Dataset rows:
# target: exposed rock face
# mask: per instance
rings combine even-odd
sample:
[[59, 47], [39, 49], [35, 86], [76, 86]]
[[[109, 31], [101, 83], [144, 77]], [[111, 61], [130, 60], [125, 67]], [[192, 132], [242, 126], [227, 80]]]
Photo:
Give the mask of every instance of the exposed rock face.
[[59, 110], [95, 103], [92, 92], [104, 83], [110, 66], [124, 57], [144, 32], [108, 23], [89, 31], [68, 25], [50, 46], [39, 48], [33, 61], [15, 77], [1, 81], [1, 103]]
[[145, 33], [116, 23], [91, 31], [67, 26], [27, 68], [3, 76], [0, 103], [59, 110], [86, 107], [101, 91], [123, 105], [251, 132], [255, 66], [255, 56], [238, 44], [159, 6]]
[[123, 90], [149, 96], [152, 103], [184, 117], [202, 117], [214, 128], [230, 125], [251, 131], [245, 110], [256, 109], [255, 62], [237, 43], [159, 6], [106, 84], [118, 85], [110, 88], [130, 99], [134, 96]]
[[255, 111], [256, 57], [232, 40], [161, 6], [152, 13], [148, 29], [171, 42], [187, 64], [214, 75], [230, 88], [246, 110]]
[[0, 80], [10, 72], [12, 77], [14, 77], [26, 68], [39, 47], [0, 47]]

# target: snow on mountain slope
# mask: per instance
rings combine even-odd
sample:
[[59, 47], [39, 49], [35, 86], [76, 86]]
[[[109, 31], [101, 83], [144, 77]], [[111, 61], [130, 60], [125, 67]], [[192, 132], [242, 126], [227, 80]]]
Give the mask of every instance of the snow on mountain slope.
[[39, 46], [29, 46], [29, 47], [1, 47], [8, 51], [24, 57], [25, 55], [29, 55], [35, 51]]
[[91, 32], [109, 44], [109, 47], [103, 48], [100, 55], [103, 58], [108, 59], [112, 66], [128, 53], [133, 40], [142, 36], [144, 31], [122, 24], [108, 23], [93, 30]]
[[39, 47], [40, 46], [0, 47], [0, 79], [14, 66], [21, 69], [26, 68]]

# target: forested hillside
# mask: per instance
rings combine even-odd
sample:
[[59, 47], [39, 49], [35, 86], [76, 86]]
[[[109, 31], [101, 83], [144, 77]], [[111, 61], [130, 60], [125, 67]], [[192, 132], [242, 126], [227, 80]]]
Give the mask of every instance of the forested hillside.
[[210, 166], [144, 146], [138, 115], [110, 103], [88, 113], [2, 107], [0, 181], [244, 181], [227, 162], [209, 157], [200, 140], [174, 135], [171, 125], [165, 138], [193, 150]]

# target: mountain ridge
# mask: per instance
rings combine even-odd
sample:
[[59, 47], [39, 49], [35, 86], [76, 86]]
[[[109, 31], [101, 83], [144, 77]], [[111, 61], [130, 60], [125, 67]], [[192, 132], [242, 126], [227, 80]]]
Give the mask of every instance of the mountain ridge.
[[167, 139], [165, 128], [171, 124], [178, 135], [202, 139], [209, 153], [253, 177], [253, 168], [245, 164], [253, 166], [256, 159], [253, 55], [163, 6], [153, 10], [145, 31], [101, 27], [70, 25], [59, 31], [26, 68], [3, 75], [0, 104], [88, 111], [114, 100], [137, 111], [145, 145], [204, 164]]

WHAT YOU HAVE TO DO:
Output the listing above exactly as it appears.

COMPLETE ANSWER:
# target: exposed rock face
# mask: per instance
rings combine even-odd
sample:
[[59, 47], [39, 49], [35, 86], [76, 86]]
[[[109, 31], [101, 83], [144, 77]], [[111, 61], [130, 60], [125, 67]], [[192, 132], [242, 126], [227, 80]]]
Photo:
Give the mask of every instance of the exposed rock face.
[[59, 110], [95, 103], [92, 92], [104, 83], [110, 66], [124, 57], [144, 32], [108, 23], [89, 31], [68, 25], [50, 46], [39, 48], [33, 61], [15, 77], [1, 81], [1, 103]]
[[145, 33], [116, 23], [91, 31], [67, 26], [27, 68], [3, 76], [0, 103], [59, 110], [86, 107], [101, 91], [123, 105], [251, 132], [255, 66], [255, 56], [238, 44], [159, 6]]
[[123, 90], [149, 96], [152, 103], [184, 117], [202, 117], [214, 128], [230, 125], [251, 131], [245, 110], [256, 109], [255, 62], [237, 43], [159, 6], [106, 84], [118, 85], [110, 88], [130, 99], [134, 96]]
[[255, 111], [256, 57], [232, 40], [161, 6], [152, 13], [148, 29], [171, 42], [187, 64], [214, 75], [230, 88], [246, 110]]
[[0, 80], [10, 72], [12, 77], [14, 77], [26, 68], [39, 47], [0, 47]]

# target: snow on mountain slope
# mask: per instance
rings combine even-odd
sample:
[[59, 47], [39, 49], [35, 86], [76, 86]]
[[[109, 31], [101, 83], [144, 77]], [[111, 61], [130, 60], [125, 67]], [[192, 132], [242, 126], [227, 80]]]
Give the mask of every instance of the snow on mountain slope.
[[39, 46], [29, 46], [29, 47], [1, 47], [8, 51], [24, 57], [25, 55], [29, 55], [35, 51]]
[[91, 32], [109, 44], [109, 47], [103, 48], [100, 55], [103, 58], [108, 59], [112, 66], [128, 53], [133, 40], [142, 36], [144, 31], [122, 24], [108, 23], [93, 30]]
[[39, 47], [40, 46], [0, 47], [0, 79], [14, 66], [21, 69], [26, 68]]

# target: forested hillside
# mask: per instance
rings combine even-odd
sample:
[[59, 47], [39, 49], [35, 86], [76, 86]]
[[[109, 31], [101, 83], [144, 77]], [[111, 61], [130, 60], [125, 67]], [[192, 132], [242, 126], [227, 80]]]
Give the mask of every instance of the forested hillside.
[[210, 166], [144, 146], [138, 115], [110, 103], [88, 113], [2, 107], [0, 181], [244, 181], [227, 162], [209, 157], [200, 140], [174, 135], [171, 125], [165, 138], [193, 150]]

# target: mountain ridge
# mask: per instance
rings combine even-odd
sample:
[[59, 47], [39, 49], [35, 86], [76, 86]]
[[[109, 31], [101, 83], [144, 77]], [[111, 61], [130, 60], [125, 67]], [[192, 132], [242, 126], [227, 80]]]
Give the mask of every instance of the mountain ridge.
[[167, 139], [165, 128], [171, 124], [178, 135], [202, 139], [209, 153], [253, 177], [253, 168], [245, 164], [253, 166], [256, 159], [253, 55], [163, 6], [153, 10], [145, 31], [101, 27], [70, 25], [59, 31], [26, 68], [3, 75], [0, 104], [88, 111], [114, 100], [137, 111], [145, 145], [204, 164]]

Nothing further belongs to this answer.